*The task*
Your answer should consist of the listing, repeated exactly.

*Given records*
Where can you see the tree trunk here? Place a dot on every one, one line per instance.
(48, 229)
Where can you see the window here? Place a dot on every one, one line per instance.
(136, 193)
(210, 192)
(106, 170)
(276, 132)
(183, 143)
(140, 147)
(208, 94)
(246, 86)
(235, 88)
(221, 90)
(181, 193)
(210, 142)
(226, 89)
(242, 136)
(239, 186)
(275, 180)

*Solution to this task*
Where can you see the tree trunk here? Place a dot on every one, one line per instance.
(48, 229)
Where can you see the window here? Place a dot on every one, one line per instance.
(136, 193)
(210, 192)
(106, 170)
(276, 132)
(183, 143)
(140, 147)
(208, 94)
(246, 86)
(235, 88)
(221, 90)
(181, 193)
(210, 142)
(226, 89)
(242, 136)
(239, 186)
(275, 180)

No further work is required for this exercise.